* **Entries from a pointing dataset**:
================================

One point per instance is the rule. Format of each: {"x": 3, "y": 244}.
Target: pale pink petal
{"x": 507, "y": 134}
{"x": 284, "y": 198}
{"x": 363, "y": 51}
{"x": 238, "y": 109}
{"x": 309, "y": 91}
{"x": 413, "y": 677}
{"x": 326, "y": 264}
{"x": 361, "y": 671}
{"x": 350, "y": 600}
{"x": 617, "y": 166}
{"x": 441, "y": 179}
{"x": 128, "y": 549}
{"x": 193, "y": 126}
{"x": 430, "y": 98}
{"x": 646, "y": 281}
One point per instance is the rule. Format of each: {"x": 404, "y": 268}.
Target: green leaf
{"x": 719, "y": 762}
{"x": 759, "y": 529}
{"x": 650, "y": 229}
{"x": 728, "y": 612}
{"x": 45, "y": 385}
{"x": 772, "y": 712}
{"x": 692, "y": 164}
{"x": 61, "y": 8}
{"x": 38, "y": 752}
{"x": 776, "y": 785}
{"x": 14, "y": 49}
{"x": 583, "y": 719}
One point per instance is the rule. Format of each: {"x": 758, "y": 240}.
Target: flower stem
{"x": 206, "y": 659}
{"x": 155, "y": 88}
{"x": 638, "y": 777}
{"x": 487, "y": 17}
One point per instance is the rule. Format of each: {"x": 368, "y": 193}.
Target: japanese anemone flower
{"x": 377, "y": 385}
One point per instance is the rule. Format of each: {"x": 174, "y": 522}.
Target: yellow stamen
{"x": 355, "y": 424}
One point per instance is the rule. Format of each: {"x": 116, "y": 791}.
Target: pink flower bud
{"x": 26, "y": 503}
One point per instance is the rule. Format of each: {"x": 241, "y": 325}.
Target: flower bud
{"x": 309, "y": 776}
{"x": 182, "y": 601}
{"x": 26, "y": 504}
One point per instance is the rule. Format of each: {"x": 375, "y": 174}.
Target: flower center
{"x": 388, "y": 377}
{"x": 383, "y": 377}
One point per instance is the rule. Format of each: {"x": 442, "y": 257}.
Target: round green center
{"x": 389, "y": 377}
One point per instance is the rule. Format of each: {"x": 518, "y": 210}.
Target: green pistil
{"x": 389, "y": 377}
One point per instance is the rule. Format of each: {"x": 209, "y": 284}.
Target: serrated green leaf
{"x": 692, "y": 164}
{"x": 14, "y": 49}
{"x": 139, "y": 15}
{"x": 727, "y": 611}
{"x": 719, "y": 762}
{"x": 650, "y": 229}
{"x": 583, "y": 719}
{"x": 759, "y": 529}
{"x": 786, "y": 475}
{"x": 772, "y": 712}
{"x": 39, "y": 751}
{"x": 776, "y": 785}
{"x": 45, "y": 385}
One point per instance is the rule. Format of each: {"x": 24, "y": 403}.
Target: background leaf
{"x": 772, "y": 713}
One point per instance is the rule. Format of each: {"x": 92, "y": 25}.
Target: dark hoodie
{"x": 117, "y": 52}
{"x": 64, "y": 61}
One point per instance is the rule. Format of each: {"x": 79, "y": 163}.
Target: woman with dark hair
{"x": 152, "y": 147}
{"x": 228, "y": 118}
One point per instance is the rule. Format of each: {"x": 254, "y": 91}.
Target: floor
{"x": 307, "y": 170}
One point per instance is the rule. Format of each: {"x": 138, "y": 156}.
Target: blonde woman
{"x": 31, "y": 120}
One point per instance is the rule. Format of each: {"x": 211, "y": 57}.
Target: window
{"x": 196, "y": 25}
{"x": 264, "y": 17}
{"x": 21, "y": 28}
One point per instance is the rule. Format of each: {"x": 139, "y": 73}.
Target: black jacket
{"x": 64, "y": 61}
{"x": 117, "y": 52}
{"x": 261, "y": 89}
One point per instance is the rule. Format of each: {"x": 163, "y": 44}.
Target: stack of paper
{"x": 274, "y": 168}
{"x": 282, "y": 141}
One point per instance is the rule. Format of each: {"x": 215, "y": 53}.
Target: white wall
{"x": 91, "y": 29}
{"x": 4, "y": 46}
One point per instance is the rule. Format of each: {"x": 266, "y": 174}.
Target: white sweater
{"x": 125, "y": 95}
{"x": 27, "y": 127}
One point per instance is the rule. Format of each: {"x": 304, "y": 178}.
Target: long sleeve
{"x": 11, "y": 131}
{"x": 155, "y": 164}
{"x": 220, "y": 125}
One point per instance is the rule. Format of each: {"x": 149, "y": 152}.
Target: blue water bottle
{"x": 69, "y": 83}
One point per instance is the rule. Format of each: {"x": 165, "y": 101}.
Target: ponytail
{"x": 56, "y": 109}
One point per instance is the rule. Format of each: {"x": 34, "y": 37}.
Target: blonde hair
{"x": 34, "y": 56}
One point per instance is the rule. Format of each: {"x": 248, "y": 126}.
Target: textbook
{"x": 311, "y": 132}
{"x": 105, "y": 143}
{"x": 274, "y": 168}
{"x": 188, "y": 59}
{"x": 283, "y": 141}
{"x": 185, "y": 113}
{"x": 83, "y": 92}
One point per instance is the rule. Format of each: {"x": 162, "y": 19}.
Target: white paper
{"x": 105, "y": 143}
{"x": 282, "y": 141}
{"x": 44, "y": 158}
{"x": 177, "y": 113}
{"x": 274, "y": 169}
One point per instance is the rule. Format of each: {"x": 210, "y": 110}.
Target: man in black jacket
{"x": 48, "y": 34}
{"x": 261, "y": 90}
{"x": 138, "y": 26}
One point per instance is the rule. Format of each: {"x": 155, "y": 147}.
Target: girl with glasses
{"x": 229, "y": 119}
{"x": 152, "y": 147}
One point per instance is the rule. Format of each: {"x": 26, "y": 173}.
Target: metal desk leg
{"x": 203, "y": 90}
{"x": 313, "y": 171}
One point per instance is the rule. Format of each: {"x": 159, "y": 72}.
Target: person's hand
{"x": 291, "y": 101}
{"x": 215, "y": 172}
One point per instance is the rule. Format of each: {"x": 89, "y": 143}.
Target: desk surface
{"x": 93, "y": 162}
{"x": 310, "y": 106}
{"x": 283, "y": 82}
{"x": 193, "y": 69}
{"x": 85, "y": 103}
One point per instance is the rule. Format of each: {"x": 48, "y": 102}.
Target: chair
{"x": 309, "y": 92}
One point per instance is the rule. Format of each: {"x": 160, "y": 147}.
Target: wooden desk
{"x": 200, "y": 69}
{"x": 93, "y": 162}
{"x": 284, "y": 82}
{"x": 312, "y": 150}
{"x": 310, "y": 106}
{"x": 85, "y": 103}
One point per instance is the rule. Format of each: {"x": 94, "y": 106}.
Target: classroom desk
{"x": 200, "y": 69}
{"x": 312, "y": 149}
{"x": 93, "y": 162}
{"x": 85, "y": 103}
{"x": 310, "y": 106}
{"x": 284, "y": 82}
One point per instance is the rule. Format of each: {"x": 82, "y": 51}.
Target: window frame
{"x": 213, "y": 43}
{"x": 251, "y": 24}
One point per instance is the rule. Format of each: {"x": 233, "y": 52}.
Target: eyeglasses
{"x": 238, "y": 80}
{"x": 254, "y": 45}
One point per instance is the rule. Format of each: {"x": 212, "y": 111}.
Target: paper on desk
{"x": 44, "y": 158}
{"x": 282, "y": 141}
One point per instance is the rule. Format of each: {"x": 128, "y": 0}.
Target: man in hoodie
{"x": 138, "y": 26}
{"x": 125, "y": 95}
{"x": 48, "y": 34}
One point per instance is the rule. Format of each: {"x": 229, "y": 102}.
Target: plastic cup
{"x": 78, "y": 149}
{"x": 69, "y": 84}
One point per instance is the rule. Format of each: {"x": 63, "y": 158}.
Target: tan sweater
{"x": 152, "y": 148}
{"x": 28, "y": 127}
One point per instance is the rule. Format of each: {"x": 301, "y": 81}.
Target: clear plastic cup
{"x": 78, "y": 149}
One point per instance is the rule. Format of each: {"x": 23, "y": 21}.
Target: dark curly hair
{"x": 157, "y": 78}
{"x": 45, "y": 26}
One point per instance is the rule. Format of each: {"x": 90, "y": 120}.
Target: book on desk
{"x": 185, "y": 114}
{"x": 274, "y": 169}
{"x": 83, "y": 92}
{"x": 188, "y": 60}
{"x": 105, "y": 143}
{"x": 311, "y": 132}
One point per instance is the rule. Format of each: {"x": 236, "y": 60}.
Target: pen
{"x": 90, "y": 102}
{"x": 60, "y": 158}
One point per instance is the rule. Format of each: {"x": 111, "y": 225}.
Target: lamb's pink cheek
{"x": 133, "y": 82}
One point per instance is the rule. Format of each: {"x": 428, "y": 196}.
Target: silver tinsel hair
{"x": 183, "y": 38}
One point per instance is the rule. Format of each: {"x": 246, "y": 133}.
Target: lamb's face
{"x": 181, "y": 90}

================================

* **REQUIRED WORK**: Count the lines in the listing above that contain the word "desk", and give only the number.

* **RESULT**: 6